TESTO DA ANALIZZARE
"""
Grassi saturi: contrordine, abolirli non salva il cuore

Grassi saturi: contrordine, abolirli non salva il cuore


Demonizzati per anni, ma forse a torto. Contrariamente alle linee guida, non ci sono prove che abolendo i grassi saturi e sostituendoli con quelli insaturi - omega 3, omega 6 - si riducano i pericoli di malattie cardiovascolari. La frenata sui grassi 'cattivi' per antonomasia, quelli presenti in salumi, burro, formaggi e altre prelibatezze, arriva da un'analisi che ha esaminato i risultati di 72 studi su oltre 600 mila partecipanti, condotta dai ricercatori dell'Università di Cambridge e pubblicata su 'Annals of Internal Medicine'.
La ricerca sta facendo il giro del mondo, anche se gli studiosi sottolineano che i risultati non si traducono in un via libera alle scorpacciate di formaggi, torte e dolci. Troppi grassi saturi possono aumentare la quantità di colesterolo nel sangue, che può accrescere il rischio di sviluppare una malattia coronarica. Un fenomeno ritenuto lapalissiano, ma la ricerca non ha trovato alcuna prova a sostegno di questa tesi. Insomma, il totale di grassi saturi nella dieta o nel sangue non è stato associato con il rischio di malattia coronarica nei 72 studi osservazionali inclusi nel lavoro.
Secondo il ricercatore Rajiv Chowdhury, "questi risultati interessanti potenzialmente stimolano nuove linee di indagine scientifica e incoraggiano un'attenta rivalutazione delle nostre linee guida nutrizionali". Inoltre la pratica comune di sostituire i grassi saturi nella dieta con carboidrati in eccesso (come pane bianco, riso bianco, patate), o con zucchero raffinato e sale in alimenti trasformati, dovrebbe essere scoraggiata, dice lo studioso. "Carboidrati raffinati, zucchero e sale sono tutti potenzialmente dannosi per la salute vascolare", avverte il ricercatore. Dal canto suo, la British Heart Foundation ribadisce che mangiare troppi grassi è dannoso per il cuore. Il punto è che non basta invertire i 'cattivi' saturi con i 'buoni' polinsaturi per proteggere il cuore.
"""
MATERIALE RACCOLTO
"""
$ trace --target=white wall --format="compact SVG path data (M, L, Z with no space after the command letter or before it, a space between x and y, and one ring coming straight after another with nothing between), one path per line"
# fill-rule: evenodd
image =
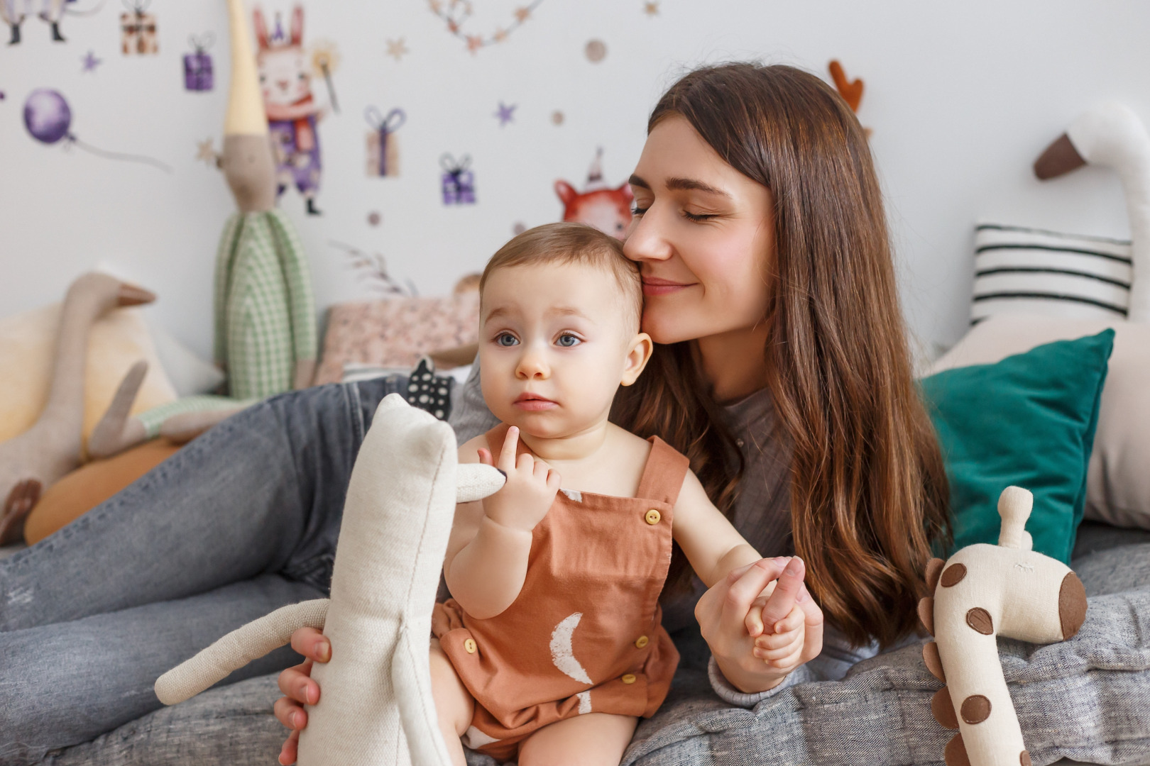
"""
SU COSA LAVORARE
Rispondi alle domande sul testo dei grassi saturi.
(a) Quanti studi e quanti partecipanti ha esaminato l'analisi dei ricercatori di Cambridge?
(b) Su quale rivista è stata pubblicata l'analisi?
(c) Quali carboidrati in eccesso indica come esempi il ricercatore Rajiv Chowdhury?

PROBLEMA RISOLTO
(a) 72 studi, con oltre 600 mila partecipanti.
(b) Su "Annals of Internal Medicine".
(c) Pane bianco, riso bianco e patate.